Every entry must be printed again exactly, with nothing left out.

### Records shown

+ + + + +

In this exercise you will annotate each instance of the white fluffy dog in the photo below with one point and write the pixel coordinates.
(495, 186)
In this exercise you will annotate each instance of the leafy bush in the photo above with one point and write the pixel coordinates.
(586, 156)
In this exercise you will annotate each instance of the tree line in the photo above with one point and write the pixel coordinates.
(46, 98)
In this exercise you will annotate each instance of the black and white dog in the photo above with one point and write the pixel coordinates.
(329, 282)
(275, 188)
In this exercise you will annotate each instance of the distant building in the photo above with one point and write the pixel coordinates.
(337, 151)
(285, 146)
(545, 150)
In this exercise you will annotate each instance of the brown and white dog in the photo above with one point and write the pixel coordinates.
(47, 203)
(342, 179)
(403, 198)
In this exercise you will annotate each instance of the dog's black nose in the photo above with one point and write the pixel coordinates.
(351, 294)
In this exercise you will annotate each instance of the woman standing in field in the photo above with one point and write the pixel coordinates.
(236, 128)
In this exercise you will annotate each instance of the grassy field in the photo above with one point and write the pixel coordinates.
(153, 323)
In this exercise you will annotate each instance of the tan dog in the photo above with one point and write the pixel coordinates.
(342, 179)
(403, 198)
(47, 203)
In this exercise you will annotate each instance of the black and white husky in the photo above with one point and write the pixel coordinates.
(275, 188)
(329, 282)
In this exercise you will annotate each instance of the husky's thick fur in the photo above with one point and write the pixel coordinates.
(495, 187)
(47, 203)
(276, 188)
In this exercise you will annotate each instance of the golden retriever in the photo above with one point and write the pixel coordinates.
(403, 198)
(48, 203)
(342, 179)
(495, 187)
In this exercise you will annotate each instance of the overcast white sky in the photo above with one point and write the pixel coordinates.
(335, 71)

+ + + + +

### Answer below
In this exercise you will annotate each instance of the white fluffy dog in the photo below with one point and write the pixel coordinates.
(495, 186)
In this exercise you will annotate each instance of the leafy bush in the photo above with one point and write the pixel coordinates.
(586, 156)
In this exercise you will annotate each instance of the tree line in the photo above with one point and write the pixel coordinates.
(46, 98)
In this exercise you will annotate each instance of the black and white dog in the photo above with one point and write the pixel coordinates.
(329, 282)
(275, 188)
In this exercise you will annotate each instance of the distant building in the photo above with one point and write the pixel coordinates.
(337, 151)
(285, 146)
(545, 150)
In this exercise you will annotate each instance of the brown and white dog in the photo above with one point and write the pixel coordinates.
(47, 203)
(342, 179)
(403, 198)
In this exercise you will annotate each instance of the dog's black nose in the photo above with one point and write the pixel coordinates.
(351, 294)
In this exercise you will annotate each instance of the woman standing in field in the photo above with one point and write the pixel coordinates.
(236, 128)
In this exercise you will annotate each instance of the grassy field in the photo above with one point and write the pixel coordinates.
(153, 323)
In this exercise you will annotate each instance of the tan dog in the photo above with one point and write the pixel coordinates.
(342, 179)
(403, 198)
(47, 203)
In this exercise you will annotate each instance of the black and white husky in the photo above with one point and write the pixel coordinates.
(275, 188)
(329, 282)
In this exercise you will annotate each instance of the husky's thick fur in the photo above with one point and write the pixel coordinates.
(495, 187)
(47, 203)
(276, 188)
In this exercise you will annotate each instance of the golden retriever in the photo above with one point and write the pixel coordinates.
(403, 198)
(48, 203)
(342, 179)
(495, 187)
In this exercise you will annotate each instance of the overcast white sky in the photo above with one point and write the pixel coordinates.
(335, 71)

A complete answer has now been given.